#### Exercise requirements:
[1] In the biography of Benjamin N. Berger, in what year did he buy Schiek's Cafe?
[2] In the biography of Benjamin N. Berger, rewrite the text from "American sports businessman" up to and including "popular local nightclub.", replacing "businessman" with "entrepreneur".

#### Exercise passage:

Content starts

American sports businessman

Benjamin N. Berger (1897 – February 9, 1988) was a Minneapolis businessman, perhaps best known for being one of the original owners of the Minneapolis Lakers which he bought from Detroit helped move to Minneapolis.

==Biography==
Berger was born in Ostrowiec Świętokrzyski, Congress Poland and moved to the United States at age 16 in 1913 settling in Fargo, North Dakota. He became a U.S. citizen while serving in World War I. In 1921, he purchased his first movie house in Grand Forks, North Dakota which evolved into a chain of 19 theaters. In 1944, he bought Schiek's Cafe, a popular local nightclub.

In 1947, he along with Morris Chalfen bought the Detroit Gems of the National Basketball League (NBL). They relocated and renamed the team the Minneapolis Lakers. He co-owned the team until 1957. During those years the Lakers won six league titles (1 NBL and 5 BAA/NBA). They sold the team in 1957.

Content ends

#### Information:
Content starts

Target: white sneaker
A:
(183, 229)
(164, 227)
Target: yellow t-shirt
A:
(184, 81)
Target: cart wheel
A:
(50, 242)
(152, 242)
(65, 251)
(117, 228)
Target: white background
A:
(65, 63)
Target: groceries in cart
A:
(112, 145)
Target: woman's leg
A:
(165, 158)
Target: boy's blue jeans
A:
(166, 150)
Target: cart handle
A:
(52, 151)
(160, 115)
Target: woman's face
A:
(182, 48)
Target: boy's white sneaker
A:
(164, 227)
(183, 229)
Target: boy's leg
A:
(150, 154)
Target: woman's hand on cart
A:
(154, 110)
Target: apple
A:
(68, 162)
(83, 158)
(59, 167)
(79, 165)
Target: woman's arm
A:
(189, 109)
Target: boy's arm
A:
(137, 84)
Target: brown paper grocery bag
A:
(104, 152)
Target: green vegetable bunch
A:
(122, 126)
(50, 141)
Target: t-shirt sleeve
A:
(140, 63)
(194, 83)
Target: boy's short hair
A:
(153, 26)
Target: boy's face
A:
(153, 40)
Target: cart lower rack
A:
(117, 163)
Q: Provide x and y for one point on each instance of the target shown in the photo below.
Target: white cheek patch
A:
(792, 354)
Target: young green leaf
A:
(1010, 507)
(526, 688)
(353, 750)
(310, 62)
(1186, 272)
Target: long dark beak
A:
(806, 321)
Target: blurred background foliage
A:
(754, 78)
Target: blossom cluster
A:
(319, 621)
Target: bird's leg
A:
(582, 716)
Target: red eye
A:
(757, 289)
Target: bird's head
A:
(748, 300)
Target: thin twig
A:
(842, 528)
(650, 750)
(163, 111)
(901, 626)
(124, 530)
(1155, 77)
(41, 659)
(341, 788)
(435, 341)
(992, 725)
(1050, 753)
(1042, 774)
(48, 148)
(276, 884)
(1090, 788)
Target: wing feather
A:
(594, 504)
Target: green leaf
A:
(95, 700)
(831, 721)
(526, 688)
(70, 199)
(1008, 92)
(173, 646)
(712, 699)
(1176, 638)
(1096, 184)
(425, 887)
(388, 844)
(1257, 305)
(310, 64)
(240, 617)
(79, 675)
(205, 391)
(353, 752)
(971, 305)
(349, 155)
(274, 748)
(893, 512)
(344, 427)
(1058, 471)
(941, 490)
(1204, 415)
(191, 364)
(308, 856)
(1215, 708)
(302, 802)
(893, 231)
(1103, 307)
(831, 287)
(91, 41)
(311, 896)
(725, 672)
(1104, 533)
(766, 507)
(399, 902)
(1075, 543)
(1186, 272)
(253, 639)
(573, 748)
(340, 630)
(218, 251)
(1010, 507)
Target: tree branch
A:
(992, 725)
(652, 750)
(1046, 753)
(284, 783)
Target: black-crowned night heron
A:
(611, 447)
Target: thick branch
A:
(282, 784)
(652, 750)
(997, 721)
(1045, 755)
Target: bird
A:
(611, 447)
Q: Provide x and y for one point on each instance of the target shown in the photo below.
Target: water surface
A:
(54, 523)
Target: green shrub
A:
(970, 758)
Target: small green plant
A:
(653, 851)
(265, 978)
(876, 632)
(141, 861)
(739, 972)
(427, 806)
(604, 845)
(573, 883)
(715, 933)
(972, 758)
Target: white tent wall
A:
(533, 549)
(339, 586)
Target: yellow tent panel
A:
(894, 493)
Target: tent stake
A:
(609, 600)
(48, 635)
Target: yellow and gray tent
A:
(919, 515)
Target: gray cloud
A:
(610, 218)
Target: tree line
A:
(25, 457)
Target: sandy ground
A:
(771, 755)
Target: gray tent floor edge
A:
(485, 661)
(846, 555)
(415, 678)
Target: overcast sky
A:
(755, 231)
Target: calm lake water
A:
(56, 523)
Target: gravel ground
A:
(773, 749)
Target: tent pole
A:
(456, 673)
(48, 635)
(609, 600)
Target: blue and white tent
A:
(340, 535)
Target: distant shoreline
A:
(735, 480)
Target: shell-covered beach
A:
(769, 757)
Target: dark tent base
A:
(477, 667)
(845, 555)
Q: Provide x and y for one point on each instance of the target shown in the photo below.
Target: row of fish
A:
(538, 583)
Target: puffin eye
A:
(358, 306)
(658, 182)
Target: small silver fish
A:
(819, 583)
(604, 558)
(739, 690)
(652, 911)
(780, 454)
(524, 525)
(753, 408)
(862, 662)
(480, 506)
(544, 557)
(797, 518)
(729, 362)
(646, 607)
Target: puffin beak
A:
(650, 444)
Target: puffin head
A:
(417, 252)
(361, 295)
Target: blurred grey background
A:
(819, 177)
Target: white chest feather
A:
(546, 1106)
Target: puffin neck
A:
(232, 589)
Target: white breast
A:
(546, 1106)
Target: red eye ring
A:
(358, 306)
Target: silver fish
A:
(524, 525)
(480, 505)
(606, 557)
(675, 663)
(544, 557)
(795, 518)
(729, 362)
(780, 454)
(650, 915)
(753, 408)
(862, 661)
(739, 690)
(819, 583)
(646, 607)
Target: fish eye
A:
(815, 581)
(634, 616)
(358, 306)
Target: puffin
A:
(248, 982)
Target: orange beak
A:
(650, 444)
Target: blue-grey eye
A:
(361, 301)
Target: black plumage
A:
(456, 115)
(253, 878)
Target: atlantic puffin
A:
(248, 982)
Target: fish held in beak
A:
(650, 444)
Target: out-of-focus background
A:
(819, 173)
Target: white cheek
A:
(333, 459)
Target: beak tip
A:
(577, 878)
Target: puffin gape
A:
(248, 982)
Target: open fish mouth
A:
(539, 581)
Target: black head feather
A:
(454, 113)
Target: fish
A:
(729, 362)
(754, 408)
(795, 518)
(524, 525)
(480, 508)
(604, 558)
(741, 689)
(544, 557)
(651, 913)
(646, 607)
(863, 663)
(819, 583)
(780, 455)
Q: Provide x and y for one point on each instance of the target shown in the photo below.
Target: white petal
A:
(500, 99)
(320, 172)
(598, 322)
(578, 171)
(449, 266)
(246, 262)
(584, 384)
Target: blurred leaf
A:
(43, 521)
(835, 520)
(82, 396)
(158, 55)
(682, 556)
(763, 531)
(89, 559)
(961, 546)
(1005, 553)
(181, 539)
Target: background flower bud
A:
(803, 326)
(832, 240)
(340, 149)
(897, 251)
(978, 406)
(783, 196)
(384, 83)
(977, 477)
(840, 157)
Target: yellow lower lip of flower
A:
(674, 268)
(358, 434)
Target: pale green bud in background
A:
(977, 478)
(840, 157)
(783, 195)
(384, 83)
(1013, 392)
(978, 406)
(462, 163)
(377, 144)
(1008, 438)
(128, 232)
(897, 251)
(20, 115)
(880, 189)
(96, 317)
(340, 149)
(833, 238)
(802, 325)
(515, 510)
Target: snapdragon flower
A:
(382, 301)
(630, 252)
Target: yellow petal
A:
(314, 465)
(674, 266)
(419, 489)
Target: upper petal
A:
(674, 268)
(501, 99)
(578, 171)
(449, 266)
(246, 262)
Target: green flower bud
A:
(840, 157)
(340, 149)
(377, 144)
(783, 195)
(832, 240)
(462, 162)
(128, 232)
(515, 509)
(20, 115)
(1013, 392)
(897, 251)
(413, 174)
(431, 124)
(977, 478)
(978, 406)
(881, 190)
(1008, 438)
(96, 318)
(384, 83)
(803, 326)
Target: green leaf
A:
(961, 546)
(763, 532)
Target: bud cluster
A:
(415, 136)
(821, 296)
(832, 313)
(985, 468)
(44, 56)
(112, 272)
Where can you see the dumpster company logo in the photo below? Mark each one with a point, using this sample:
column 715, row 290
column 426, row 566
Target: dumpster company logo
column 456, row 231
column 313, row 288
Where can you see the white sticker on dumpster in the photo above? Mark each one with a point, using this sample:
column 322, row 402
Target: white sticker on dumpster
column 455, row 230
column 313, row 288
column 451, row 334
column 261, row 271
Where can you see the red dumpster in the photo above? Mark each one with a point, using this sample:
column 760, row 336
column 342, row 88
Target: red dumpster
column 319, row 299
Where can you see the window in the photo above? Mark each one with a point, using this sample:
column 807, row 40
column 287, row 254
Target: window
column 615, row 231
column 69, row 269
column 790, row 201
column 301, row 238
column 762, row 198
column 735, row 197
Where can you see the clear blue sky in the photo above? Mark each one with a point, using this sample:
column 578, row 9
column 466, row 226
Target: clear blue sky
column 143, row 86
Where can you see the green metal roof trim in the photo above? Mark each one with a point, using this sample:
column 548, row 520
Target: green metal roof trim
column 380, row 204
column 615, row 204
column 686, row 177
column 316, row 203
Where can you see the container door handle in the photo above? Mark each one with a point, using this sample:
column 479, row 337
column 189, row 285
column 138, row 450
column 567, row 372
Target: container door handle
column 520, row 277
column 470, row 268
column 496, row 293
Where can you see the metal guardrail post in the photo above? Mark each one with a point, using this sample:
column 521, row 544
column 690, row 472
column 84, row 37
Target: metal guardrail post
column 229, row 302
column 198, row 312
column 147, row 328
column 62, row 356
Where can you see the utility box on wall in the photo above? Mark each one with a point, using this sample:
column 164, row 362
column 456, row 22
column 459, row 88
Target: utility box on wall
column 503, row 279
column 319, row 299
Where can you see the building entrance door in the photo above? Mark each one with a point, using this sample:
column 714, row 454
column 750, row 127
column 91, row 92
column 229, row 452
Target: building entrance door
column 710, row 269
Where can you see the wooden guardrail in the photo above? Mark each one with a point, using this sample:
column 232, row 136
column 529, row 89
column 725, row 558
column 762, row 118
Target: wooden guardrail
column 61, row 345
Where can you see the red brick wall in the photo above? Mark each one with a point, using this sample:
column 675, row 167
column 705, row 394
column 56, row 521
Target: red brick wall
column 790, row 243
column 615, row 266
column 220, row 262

Content ends

#### Task-by-task solutions:
[1] 1944

[2]
American sports entrepreneur

Benjamin N. Berger (1897 – February 9, 1988) was a Minneapolis entrepreneur, perhaps best known for being one of the original owners of the Minneapolis Lakers which he bought from Detroit helped move to Minneapolis.

==Biography==
Berger was born in Ostrowiec Świętokrzyski, Congress Poland and moved to the United States at age 16 in 1913 settling in Fargo, North Dakota. He became a U.S. citizen while serving in World War I. In 1921, he purchased his first movie house in Grand Forks, North Dakota which evolved into a chain of 19 theaters. In 1944, he bought Schiek's Cafe, a popular local nightclub.